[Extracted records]

===

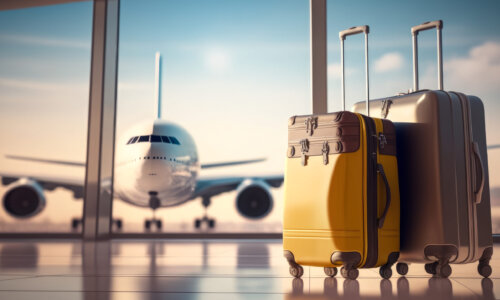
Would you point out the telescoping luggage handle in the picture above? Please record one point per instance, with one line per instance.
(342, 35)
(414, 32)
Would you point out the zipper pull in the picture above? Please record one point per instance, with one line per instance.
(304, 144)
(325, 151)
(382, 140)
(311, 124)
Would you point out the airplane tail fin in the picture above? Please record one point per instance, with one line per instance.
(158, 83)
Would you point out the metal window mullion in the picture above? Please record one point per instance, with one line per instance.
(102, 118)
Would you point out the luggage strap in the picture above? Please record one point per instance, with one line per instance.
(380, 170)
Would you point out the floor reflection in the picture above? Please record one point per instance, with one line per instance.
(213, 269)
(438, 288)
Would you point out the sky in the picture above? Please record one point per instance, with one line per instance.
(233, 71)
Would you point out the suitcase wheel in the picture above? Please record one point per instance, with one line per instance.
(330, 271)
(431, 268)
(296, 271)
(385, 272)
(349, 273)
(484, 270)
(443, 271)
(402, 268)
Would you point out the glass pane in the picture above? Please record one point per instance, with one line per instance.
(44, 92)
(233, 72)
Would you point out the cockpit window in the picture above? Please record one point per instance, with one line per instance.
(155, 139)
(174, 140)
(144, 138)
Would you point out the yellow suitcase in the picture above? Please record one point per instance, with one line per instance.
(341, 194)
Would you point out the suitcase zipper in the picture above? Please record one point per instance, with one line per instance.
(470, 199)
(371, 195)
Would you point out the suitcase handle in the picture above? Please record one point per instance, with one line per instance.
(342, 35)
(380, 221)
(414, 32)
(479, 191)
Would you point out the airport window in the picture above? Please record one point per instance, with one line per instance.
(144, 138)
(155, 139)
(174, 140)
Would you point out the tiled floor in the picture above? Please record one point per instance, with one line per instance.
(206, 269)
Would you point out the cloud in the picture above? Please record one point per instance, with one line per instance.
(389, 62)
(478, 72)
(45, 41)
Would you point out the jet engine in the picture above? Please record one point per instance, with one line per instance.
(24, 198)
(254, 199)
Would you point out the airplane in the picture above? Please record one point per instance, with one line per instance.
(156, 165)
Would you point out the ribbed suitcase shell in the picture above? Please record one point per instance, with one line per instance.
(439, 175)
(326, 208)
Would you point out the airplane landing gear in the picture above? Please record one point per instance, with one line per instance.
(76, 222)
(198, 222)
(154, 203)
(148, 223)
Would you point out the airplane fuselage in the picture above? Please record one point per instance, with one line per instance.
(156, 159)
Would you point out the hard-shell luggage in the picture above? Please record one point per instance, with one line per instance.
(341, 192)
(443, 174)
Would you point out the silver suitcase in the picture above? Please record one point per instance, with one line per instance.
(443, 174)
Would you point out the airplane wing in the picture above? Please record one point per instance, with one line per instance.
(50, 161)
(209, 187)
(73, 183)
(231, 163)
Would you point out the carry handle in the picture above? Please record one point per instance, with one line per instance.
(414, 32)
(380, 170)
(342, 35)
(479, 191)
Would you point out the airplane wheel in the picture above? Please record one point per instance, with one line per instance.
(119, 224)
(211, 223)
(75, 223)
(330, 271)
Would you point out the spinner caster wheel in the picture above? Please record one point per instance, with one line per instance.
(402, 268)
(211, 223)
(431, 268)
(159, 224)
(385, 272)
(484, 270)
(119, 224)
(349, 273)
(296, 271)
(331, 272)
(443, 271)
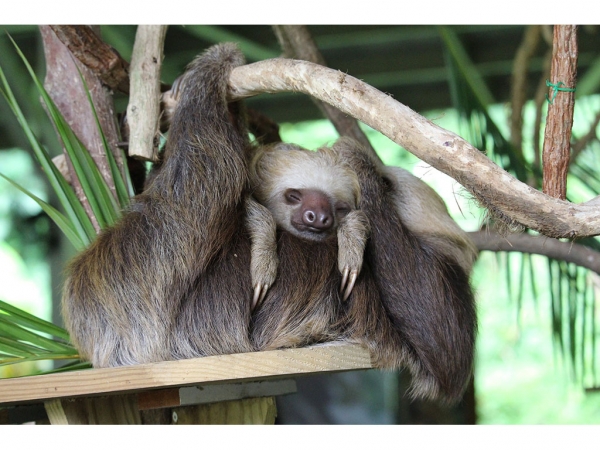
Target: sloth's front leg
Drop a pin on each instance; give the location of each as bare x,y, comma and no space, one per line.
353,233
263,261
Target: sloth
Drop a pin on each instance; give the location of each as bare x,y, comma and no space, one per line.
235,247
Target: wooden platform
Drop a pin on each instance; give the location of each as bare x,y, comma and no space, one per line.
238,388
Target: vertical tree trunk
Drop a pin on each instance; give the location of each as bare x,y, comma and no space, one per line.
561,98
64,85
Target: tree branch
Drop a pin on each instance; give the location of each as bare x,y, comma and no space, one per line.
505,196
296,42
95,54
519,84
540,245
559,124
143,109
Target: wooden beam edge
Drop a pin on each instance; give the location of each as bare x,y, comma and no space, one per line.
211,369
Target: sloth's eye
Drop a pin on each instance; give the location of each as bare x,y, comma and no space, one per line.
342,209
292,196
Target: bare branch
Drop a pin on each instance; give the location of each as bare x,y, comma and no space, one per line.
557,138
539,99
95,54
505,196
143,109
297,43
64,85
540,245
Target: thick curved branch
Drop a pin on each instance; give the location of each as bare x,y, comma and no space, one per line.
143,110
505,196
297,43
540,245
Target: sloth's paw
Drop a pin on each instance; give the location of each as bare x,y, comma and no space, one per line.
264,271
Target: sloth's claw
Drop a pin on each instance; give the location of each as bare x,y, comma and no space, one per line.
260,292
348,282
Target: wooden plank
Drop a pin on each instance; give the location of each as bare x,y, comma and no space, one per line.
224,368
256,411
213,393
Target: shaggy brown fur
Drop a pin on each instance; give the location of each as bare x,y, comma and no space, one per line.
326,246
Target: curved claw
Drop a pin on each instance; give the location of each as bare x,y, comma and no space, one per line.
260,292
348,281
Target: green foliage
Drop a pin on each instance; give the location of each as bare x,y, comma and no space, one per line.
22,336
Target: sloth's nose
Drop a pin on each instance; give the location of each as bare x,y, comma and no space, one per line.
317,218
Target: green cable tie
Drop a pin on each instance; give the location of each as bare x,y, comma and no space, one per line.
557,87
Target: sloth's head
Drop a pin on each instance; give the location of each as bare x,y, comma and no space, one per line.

===

*TASK*
Update the material above by replacing every occurrence of "Would you point out" with "Could you locate", leaving everything else unchanged. Leave the pictures out of your answer.

*OUTPUT FOR THIS TASK*
Could you locate the telescoping luggage handle in the picture above? Please record one point per instance, with one line per instance.
(342, 35)
(414, 32)
Could you locate the zipper pull in the picture above? Please record one point per instance, with one line per instance.
(304, 144)
(325, 151)
(382, 140)
(311, 124)
Could you locate the airplane tail fin in the picture above? Please record one point per instance, with one line per instance.
(158, 83)
Could you locate the metal window mullion in the picture above? Please record one point per instance, with one line per instance.
(102, 118)
Could you locate the luggage strap in the picture above? Please record one point per instance, with one line per instance.
(380, 170)
Could you locate the floor reflection in the picture above? Please record one point per instance, with one line per instance.
(213, 269)
(438, 288)
Could you locate the sky in the picture above? Please record one point per instance, with one line per instance.
(233, 71)
Could you locate the suitcase wheel in the picture above? Please record one point per instance, with one line per instance.
(330, 271)
(431, 268)
(296, 271)
(385, 272)
(349, 273)
(484, 270)
(443, 271)
(402, 268)
Could you locate the glass pane in the picture above? Please record one point per instance, with one line per instance.
(44, 92)
(233, 72)
Could you locate the cockpit window in the picture above? Please record one point per instance, with one line per instance.
(155, 139)
(174, 140)
(144, 138)
Could you locate the yellow suitcase in the picture above? Please record one point per instance, with one line per instance.
(341, 194)
Could you locate the suitcase zipper in the picture above? Please record one point per instance, with one line per instance.
(470, 199)
(371, 195)
Could you locate the suitcase handle in the picture above? Please record one point per instance, with one line per instance.
(342, 35)
(380, 221)
(414, 32)
(479, 191)
Could you locate the airport window in the picture above? Please record one point per instance, with one line per instance.
(144, 138)
(155, 139)
(174, 140)
Could you locate the tiled floor in the picture above? Please record one point per instance, with one line per instance.
(206, 269)
Could you locate the cloud in the picture above? Please record one point per instance, with one line per instance.
(389, 62)
(478, 72)
(45, 41)
Could you locate the jet engine in the picture above? Please record one point per instance, with one line per instance.
(24, 198)
(254, 199)
Could you locate the airplane in the picture above? Please record one point per instance, with one line per instance.
(156, 165)
Could you locate the ribbed suitcase shell in the picture above? Please record one point per instance, with one line per instance.
(439, 175)
(326, 208)
Could you locate the airplane landing gear in the picture above? Please record one point per instance, with one line per instance.
(76, 222)
(198, 222)
(154, 203)
(148, 223)
Could you locate the airplane fuselage in the picture above? Please record one point per instance, with one line per instance.
(156, 159)
Could you locate the hard-shell luggage in the picture above? Please record one point per instance, with one line per instance.
(341, 192)
(443, 174)
Could you locate the silver suitcase in the picture above? Please record one point per instance, with one line per instance.
(443, 174)
Could you locate the airplane wing in the picture above? Please record one point per instance, with one line per instance.
(50, 161)
(209, 187)
(73, 183)
(231, 163)
Could you locate the carry handle in the picture above? Please record one point per instance, with one line per instance.
(414, 32)
(380, 170)
(342, 35)
(479, 191)
Could you locate the airplane wheel in the picture above? Please record one point per instance, with one line per instance.
(119, 224)
(211, 223)
(75, 223)
(330, 271)
Could you locate the spinner caster wheel in the picture above? Please record one point per instance, with one line per instance.
(402, 268)
(211, 223)
(431, 268)
(159, 224)
(385, 272)
(484, 270)
(119, 224)
(349, 273)
(296, 271)
(331, 272)
(443, 271)
Target: sloth's front leg
Drop a pin on each instance; give the location of each as bare x,y, comma and no space, one per line.
353,233
263,261
Target: sloth
Drop a pin on each instance; give the location of each as bare x,y, comma and no space, one per line.
235,247
Target: wooden platform
Drop a pin on each instance; give the location of each as bare x,y, comma and no space, one per line.
238,388
Target: vertical tree trunk
Drop a pin on each instance; give the location of each as bare x,y, comma and no space, one per line.
561,98
64,85
Target: tree branch
Drop a pin on each instance; give the location of each as bare x,y, comma and no space, one per line.
505,196
296,42
95,54
519,84
540,245
559,124
143,109
Target: wooden beam edge
Drop a pin on each instance; give the location of each as bare x,y, comma and no space, one per line.
211,369
Target: sloth's eye
Drop a pin on each instance; give the location of each as bare x,y, comma and no space, one per line.
342,209
292,196
Target: bare branch
Drop a pin on each instance; give the location of each as bare x,y, comma and no space, one per line.
557,138
539,99
95,54
505,196
143,109
297,43
64,85
540,245
Target: thick curved branch
Drop a pin on each instance; give the location of each as bare x,y, comma and no space, one per line.
143,110
505,196
297,43
540,245
Target: sloth's paw
Drop a pin on each instance; give the location of each as bare x,y, comma and no space, one per line.
264,271
Target: sloth's claw
Drop a pin on each instance; give the location of each as bare x,y, comma and no space, one per line.
260,292
348,282
Target: wooden plank
Drop a pin on each instance; give the location of each as bare x,y, comma and no space, one per line.
224,368
256,411
213,393
Target: shaggy brown fur
Drop a pin on each instance; give the location of each as bare x,y, comma and no space, one per line.
326,246
Target: curved claw
Drop a pin on each instance; give the location of each as bare x,y, comma and no space, one per line.
260,292
348,281
Target: green foliage
Drop a pin on each instance; give the location of each as bare x,y, comma and no space, one per line.
22,336
Target: sloth's nose
Drop a pin on each instance; give the location of each as bare x,y, comma and no space, one per line.
317,218
Target: green cable tie
Drop a pin on each instance; give the location of each as bare x,y, comma and no space, one per line.
557,87
Target: sloth's head
Drop a pin on each instance; give the location of each as bare x,y, comma and no space, one per line.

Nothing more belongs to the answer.